THE RECORDS —
'''

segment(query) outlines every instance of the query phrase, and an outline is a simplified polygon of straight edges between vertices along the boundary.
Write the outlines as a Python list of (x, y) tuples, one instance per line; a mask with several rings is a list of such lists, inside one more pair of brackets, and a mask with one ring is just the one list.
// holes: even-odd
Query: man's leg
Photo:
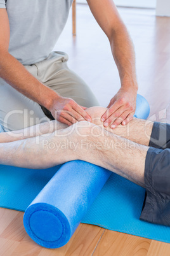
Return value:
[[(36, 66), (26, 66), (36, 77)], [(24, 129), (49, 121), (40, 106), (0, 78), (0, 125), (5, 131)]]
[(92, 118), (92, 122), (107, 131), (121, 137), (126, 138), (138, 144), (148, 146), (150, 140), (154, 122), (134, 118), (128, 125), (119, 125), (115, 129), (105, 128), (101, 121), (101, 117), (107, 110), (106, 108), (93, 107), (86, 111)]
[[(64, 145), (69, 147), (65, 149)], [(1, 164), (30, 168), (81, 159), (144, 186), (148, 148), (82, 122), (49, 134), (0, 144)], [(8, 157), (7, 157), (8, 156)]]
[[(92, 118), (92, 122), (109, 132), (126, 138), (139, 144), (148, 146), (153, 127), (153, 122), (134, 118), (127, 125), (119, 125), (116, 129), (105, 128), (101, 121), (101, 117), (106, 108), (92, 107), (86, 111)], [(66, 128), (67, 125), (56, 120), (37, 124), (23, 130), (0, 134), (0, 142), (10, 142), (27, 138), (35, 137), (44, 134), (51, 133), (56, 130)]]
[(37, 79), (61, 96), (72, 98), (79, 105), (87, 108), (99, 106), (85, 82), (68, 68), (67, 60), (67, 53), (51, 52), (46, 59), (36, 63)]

'''
'''

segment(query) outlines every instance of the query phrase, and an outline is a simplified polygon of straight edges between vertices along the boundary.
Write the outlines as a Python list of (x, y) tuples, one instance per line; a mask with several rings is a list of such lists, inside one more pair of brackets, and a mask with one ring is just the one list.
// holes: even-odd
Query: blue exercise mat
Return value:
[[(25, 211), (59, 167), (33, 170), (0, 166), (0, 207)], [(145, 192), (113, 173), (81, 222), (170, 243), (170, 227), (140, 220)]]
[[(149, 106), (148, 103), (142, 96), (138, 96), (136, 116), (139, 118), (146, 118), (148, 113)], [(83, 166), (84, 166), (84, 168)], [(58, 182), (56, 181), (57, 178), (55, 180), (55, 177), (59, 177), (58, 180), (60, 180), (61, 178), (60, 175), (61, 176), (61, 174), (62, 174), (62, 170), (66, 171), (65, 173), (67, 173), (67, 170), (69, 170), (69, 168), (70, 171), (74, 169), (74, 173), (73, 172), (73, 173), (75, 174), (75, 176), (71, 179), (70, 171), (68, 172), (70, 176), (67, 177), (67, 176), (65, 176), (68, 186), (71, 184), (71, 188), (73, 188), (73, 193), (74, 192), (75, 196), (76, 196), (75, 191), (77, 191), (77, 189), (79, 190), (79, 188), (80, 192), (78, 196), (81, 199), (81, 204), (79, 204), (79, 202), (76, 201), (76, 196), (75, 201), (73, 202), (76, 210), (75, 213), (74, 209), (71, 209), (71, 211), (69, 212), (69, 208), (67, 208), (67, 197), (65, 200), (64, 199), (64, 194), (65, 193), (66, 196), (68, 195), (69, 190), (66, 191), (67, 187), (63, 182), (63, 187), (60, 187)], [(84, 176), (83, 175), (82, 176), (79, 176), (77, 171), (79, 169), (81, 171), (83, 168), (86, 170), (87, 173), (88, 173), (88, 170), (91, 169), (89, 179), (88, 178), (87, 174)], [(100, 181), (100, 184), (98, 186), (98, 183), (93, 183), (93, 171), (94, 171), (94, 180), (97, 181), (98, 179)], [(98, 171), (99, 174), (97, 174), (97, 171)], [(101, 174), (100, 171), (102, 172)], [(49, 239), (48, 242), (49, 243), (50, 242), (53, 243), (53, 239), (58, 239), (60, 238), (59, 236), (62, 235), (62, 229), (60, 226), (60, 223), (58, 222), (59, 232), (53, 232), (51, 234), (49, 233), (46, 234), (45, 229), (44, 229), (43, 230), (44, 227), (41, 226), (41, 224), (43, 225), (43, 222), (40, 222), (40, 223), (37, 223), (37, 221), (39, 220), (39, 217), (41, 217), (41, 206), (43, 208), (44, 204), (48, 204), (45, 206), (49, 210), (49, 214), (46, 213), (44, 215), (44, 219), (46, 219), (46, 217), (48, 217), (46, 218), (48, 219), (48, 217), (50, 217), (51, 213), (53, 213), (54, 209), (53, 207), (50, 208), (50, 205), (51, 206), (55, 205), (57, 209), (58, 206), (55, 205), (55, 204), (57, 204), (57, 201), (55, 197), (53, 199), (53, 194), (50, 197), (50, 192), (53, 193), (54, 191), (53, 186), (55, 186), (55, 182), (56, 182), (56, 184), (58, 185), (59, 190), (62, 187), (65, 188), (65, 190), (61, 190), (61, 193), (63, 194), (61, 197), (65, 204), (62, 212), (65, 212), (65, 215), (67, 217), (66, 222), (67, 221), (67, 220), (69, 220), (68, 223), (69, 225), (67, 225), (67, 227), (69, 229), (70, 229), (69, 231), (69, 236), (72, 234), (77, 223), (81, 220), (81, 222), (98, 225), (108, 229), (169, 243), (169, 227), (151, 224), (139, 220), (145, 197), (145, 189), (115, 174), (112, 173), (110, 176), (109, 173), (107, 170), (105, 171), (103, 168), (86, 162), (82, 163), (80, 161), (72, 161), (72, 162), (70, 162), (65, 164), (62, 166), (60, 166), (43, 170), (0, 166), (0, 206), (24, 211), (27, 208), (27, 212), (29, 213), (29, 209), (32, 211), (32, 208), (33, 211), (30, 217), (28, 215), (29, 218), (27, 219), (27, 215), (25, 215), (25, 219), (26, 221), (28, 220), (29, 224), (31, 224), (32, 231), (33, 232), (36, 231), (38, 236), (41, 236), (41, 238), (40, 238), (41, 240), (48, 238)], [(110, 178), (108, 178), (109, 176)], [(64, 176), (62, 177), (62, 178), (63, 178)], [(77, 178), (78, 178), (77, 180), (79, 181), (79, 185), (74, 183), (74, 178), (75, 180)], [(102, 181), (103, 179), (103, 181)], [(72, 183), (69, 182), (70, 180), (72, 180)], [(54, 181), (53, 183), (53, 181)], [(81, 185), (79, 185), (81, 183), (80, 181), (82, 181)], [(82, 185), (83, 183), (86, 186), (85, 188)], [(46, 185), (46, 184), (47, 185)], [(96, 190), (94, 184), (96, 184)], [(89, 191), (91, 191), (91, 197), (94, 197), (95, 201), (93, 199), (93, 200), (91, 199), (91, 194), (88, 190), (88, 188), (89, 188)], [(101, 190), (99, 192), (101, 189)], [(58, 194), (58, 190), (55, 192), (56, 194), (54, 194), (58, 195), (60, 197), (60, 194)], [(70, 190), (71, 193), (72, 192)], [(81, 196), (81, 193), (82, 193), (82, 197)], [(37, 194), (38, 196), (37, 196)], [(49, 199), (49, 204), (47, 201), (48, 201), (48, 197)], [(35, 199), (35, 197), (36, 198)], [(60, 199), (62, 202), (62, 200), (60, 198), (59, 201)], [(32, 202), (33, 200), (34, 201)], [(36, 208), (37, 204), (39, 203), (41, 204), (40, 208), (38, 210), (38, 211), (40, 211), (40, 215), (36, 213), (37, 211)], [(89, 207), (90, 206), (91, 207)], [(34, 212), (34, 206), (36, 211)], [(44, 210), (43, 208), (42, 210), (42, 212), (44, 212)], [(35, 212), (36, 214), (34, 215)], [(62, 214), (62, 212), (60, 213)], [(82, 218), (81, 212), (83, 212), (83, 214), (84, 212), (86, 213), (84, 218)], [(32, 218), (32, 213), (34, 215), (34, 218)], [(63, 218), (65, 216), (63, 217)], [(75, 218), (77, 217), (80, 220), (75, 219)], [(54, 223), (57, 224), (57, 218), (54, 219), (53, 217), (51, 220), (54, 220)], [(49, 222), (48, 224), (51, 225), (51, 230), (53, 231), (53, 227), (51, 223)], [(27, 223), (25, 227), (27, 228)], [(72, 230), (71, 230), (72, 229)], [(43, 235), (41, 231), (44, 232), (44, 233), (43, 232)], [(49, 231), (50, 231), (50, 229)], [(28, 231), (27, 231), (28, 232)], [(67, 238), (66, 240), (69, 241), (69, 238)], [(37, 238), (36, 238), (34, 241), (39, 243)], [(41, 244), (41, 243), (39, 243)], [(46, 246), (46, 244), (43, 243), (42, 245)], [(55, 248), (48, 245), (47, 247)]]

'''
'''

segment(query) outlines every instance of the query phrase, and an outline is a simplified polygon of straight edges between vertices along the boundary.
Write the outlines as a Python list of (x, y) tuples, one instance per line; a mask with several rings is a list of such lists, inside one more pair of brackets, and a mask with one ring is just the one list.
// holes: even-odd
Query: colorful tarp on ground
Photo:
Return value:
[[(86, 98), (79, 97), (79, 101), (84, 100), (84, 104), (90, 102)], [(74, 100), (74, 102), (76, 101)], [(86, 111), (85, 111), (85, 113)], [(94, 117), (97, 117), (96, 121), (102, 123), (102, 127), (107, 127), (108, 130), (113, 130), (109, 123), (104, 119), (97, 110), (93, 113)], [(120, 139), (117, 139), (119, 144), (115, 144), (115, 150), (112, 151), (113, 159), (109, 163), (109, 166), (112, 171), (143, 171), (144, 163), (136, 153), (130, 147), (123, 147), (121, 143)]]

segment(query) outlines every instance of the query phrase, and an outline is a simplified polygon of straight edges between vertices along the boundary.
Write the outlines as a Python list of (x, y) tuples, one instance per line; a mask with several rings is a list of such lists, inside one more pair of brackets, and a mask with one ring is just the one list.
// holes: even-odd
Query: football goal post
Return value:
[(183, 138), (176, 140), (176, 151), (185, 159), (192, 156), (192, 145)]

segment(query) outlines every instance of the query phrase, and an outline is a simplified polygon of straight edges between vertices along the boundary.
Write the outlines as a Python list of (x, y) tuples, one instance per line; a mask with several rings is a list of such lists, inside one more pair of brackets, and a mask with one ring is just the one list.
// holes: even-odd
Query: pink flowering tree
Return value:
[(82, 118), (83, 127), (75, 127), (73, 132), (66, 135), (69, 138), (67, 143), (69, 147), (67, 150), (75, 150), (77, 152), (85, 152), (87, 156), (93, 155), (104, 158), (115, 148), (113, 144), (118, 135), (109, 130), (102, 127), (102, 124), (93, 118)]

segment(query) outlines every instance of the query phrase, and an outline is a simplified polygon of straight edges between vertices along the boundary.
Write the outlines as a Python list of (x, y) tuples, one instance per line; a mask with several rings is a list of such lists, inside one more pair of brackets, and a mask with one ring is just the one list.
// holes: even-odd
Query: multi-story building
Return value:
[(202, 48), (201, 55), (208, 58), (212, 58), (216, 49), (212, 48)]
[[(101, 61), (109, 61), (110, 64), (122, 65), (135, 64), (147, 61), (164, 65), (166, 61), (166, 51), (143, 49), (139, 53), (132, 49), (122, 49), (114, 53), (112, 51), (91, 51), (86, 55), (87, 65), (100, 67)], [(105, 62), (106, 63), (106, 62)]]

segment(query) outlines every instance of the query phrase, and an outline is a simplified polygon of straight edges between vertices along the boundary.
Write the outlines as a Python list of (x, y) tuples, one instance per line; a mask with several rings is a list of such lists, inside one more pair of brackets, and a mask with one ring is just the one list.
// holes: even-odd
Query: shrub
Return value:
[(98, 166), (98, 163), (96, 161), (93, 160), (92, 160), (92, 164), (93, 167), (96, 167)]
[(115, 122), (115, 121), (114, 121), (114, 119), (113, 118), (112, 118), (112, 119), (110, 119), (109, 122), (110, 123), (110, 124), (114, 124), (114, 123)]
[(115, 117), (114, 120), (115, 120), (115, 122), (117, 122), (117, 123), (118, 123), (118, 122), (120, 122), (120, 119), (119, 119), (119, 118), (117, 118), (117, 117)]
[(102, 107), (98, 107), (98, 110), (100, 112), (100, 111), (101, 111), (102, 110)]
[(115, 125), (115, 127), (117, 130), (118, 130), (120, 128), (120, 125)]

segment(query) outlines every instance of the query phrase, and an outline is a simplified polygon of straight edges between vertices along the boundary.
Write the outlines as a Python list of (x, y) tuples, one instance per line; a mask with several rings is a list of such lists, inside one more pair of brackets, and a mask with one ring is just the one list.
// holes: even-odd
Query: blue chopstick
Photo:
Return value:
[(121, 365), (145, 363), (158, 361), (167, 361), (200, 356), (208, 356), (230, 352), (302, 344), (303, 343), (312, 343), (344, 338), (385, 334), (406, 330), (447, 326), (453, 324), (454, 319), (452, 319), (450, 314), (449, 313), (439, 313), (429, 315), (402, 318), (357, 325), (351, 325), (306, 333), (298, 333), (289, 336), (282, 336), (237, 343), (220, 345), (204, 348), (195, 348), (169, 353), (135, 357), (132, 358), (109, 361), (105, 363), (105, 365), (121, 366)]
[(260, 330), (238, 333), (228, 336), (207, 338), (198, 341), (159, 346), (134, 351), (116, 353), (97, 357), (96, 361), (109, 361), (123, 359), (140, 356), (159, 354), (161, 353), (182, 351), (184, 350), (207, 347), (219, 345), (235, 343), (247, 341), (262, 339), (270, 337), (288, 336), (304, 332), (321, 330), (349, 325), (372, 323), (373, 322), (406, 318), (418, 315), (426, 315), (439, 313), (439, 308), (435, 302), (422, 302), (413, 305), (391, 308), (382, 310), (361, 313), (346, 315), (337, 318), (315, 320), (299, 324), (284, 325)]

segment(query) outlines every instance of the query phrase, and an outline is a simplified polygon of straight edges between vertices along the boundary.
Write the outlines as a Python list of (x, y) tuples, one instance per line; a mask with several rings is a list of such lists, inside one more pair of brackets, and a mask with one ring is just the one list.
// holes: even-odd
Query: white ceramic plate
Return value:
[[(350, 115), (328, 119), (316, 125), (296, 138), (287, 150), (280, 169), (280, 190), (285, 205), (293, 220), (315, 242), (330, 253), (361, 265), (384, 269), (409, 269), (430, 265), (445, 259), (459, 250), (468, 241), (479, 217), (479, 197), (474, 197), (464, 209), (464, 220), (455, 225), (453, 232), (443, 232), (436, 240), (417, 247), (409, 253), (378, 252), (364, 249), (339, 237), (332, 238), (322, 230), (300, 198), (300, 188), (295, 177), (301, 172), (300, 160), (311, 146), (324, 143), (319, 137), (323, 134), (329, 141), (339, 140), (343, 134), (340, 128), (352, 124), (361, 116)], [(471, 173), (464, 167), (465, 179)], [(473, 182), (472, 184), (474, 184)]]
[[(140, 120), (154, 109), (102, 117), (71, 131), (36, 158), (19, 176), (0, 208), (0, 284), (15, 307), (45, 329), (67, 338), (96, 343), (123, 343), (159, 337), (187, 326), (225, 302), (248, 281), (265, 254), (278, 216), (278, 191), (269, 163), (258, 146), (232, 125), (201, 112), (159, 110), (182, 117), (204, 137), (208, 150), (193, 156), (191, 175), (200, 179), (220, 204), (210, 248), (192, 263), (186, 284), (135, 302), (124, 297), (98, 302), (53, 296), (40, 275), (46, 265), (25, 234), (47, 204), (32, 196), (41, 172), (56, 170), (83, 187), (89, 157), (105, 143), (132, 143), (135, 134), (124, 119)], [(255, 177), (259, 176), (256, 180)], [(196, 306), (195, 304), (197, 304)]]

'''

WRITTEN TASK —
Display every line in the listing above that contains the word "blue".

SOLUTION BELOW —
Query: blue exercise mat
Query: blue chopstick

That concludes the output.